■ ENTRIES PROVIDED ■
--- begin ---
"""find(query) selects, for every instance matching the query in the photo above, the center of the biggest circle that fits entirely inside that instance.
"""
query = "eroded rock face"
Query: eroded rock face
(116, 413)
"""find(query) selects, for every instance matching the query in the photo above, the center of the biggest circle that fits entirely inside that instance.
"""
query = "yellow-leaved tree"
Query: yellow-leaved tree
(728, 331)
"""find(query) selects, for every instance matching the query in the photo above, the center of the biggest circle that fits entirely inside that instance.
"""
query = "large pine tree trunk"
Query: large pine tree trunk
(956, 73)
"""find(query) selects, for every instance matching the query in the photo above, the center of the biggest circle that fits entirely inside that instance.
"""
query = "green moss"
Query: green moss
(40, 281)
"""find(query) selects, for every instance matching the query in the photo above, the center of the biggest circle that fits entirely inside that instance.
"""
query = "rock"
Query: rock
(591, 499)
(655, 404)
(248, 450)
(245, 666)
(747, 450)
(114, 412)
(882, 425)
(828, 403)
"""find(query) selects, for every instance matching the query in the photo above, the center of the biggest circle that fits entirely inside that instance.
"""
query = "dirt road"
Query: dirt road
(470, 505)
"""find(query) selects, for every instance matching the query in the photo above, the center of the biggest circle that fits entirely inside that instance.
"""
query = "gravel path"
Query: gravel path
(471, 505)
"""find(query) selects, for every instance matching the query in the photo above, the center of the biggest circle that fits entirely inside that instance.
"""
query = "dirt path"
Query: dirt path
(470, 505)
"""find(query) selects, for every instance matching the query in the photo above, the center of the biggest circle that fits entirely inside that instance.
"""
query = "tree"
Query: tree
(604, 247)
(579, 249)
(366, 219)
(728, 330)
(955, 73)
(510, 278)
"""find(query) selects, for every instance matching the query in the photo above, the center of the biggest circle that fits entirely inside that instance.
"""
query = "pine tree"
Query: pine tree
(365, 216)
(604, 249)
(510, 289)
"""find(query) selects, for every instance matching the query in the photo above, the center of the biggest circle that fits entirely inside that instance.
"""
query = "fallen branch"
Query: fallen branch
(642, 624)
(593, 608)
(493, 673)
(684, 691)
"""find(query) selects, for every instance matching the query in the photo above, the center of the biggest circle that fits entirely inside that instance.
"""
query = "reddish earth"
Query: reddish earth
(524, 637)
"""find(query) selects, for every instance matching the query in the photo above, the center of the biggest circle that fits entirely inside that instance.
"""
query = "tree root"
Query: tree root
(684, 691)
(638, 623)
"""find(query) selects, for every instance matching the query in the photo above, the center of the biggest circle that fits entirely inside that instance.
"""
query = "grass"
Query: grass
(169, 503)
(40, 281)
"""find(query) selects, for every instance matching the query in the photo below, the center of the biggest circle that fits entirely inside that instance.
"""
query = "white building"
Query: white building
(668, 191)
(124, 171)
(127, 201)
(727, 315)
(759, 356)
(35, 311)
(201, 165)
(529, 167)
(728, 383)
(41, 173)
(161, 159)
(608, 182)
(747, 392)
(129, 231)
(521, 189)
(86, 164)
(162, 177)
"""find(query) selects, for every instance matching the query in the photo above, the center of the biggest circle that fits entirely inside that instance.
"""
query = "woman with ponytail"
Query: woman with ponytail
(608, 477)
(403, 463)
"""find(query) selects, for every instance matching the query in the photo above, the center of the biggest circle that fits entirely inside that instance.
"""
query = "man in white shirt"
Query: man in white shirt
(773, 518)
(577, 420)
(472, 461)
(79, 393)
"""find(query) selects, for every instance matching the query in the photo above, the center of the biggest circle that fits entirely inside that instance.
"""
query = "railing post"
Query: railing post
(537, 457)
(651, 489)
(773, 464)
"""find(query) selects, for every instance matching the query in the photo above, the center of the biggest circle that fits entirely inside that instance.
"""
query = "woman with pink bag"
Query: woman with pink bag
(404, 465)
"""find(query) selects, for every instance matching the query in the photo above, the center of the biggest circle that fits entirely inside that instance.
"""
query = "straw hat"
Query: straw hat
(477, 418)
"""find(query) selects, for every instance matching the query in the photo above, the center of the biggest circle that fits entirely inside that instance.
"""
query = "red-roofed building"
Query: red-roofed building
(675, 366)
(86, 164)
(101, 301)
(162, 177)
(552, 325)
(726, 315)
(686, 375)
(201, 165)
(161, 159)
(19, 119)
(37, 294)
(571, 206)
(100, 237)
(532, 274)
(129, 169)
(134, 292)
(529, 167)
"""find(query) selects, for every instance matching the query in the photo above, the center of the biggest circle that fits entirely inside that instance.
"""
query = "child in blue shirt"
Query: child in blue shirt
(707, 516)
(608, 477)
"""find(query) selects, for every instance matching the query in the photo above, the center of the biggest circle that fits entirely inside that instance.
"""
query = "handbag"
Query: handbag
--- end ---
■ TASK TO COMPLETE ■
Transcribe all lines as written.

■ ANSWER BELOW ■
"""find(query) selects, for every instance matching the query in the photo above, the center of the biggest circle that fits entirely inside that instance.
"""
query = "eroded rock face"
Query: eroded rock face
(116, 413)
"""find(query) selects, for every instance matching the query in the photo above, the center of the biggest circle that fits entirely inside that instance.
"""
query = "yellow-leaved tree"
Query: yellow-leaved tree
(728, 331)
"""find(query) selects, for every instance matching the query in the photo above, the center of the biggest circle that fits entirely inside that instance.
"""
query = "large pine tree trunk"
Query: large pine tree trunk
(956, 73)
"""find(query) selects, for every instance matching the query in the photo above, the center of the biggest circle that fits entirely inside that instance.
"""
query = "green moss"
Query: green moss
(40, 281)
"""find(query) selects, for every instance matching the query in the photo above, the center of the biggest circle that fits entirely inside that instance.
"""
query = "rock"
Query: rock
(591, 499)
(655, 404)
(248, 450)
(245, 666)
(747, 450)
(114, 412)
(882, 425)
(828, 403)
"""find(query) selects, for every instance matching the query in the photo above, the center of the biggest circle that fits entirely inside that instance.
"""
query = "dirt road"
Query: dirt road
(470, 505)
"""find(query) selects, for every instance matching the query in the photo above, the center of the biggest circle that fits entirely inside that instance.
"""
query = "gravel path"
Query: gravel path
(471, 505)
"""find(query) selects, for every instance matching the query in the photo above, the center of the biggest circle that fits entirely inside that instance.
"""
query = "dirt path"
Query: dirt path
(470, 505)
"""find(query) selects, for every instance matching the query in the photo above, the center of the biggest circle that fits entirely inside that instance.
"""
query = "tree"
Query: tree
(604, 247)
(579, 249)
(366, 219)
(728, 330)
(955, 73)
(510, 278)
"""find(query) selects, for every instance matching the query in the photo above, the center of the biggest circle that fits entirely inside that instance.
"""
query = "pine tree"
Query: pine tree
(365, 216)
(604, 249)
(510, 289)
"""find(query) selects, for every instance matching the query in the photo above, the center of the biggest circle that fits entirely inside that instance.
"""
query = "fallen branch"
Query: fallen branch
(642, 624)
(593, 608)
(493, 673)
(684, 691)
"""find(query) selects, for every instance matching the query in the photo above, the center of the biggest circle that fits entirely inside that instance.
"""
query = "reddish earth"
Query: reddish earth
(524, 637)
"""find(query) selects, for every instance matching the query in the photo above, the center of the biggest circle that fits entirely inside that instance.
"""
query = "tree root"
Query: tree root
(684, 691)
(638, 623)
"""find(query) selects, for every instance matching the query in the photo above, the center of the biggest circle that fits entirely inside that instance.
"""
query = "grass"
Query: grass
(169, 503)
(40, 281)
"""find(query) selects, for every instance matching the query in the photo below, the center of the biggest circle that fits entirely inside that instance.
"""
query = "white building"
Query: white building
(668, 191)
(124, 171)
(127, 201)
(727, 315)
(759, 356)
(35, 311)
(201, 165)
(529, 167)
(728, 383)
(41, 173)
(161, 159)
(608, 182)
(747, 392)
(129, 231)
(521, 189)
(86, 164)
(162, 177)
"""find(query) selects, for every instance matching the query in the photo above, the center of the biggest circle that fits entirely inside that instance.
"""
query = "woman with ponytail"
Query: woman with ponytail
(608, 477)
(403, 463)
"""find(query) selects, for every instance matching the query in the photo above, the center of the biggest circle that fits entirely inside that instance.
"""
query = "man in white shirt"
Query: man in white shirt
(773, 518)
(577, 420)
(472, 461)
(79, 393)
"""find(query) selects, for every instance matching the query in the photo above, the center of the biggest circle that fits entirely inside that instance.
"""
query = "railing post"
Query: railing post
(537, 457)
(651, 489)
(773, 464)
"""find(query) selects, for every instance matching the query in the photo above, the center of the biggest circle that fits entirely inside that instance.
"""
query = "woman with pink bag"
Query: woman with pink bag
(404, 465)
"""find(query) selects, for every instance matching the query in the photo above, the center of the biggest circle that fits entirely inside that instance.
"""
query = "straw hat"
Query: straw hat
(477, 418)
"""find(query) selects, for every instance matching the query in the photo above, the center of the biggest circle that fits entirely inside that instance.
"""
query = "red-roofed building"
Query: red-roofed building
(675, 366)
(86, 164)
(101, 301)
(162, 177)
(552, 325)
(726, 315)
(686, 375)
(201, 165)
(161, 159)
(19, 119)
(37, 294)
(571, 206)
(100, 237)
(532, 274)
(129, 169)
(134, 292)
(529, 167)
"""find(query) selects, for every instance matching the query in the photo above, the center of the biggest circle that fits entirely inside that instance.
"""
query = "child in blue shirt"
Query: child in blue shirt
(707, 516)
(608, 477)
"""find(query) selects, for every instance matching the query in the photo above, the center of the biggest circle that fits entirely inside that instance.
"""
query = "handbag"
Query: handbag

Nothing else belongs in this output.